**WORK INSTRUCTIONS**
Which lines in the entries below contain the string "green"? Pull out each of those lines and copy it whole, leaving out all the others.

________________________

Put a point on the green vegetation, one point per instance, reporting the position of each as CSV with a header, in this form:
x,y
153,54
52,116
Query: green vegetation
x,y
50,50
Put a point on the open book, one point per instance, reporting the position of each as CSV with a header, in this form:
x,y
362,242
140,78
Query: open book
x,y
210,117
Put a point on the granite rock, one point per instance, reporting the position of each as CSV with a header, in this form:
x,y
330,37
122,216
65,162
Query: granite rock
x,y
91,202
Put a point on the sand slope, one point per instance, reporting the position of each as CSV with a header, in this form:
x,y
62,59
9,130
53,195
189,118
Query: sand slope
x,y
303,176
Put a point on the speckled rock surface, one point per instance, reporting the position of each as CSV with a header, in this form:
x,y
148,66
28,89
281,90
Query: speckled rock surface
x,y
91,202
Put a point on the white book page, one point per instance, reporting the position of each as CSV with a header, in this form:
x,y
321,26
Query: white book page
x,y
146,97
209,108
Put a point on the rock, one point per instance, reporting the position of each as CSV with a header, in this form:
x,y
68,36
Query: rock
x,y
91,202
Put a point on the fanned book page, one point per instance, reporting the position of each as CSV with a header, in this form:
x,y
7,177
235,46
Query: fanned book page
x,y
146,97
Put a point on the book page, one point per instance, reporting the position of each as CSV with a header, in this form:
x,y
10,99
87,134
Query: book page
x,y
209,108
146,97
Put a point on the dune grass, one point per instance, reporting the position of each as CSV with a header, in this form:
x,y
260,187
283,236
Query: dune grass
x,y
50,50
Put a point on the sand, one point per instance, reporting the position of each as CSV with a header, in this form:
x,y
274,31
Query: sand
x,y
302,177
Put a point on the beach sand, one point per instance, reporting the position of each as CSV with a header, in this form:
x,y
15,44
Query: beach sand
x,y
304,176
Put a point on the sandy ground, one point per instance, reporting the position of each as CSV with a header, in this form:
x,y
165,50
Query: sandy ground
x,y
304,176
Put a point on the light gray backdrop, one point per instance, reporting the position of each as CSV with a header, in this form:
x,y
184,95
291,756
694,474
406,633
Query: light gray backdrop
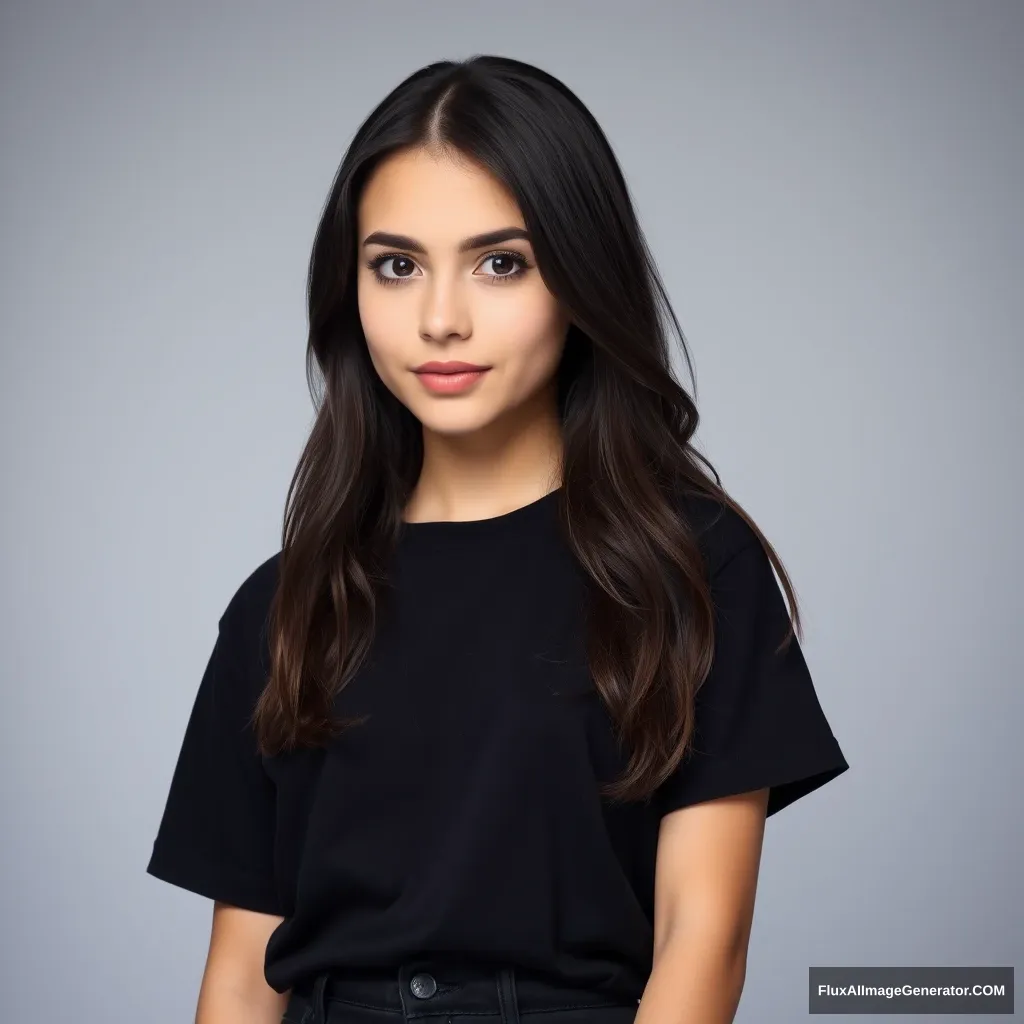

________________________

**IN RESPONSE**
Put a point on the green vegetation, one point per instance, reporting the position of each as CSV with a header, in this form:
Query: green vegetation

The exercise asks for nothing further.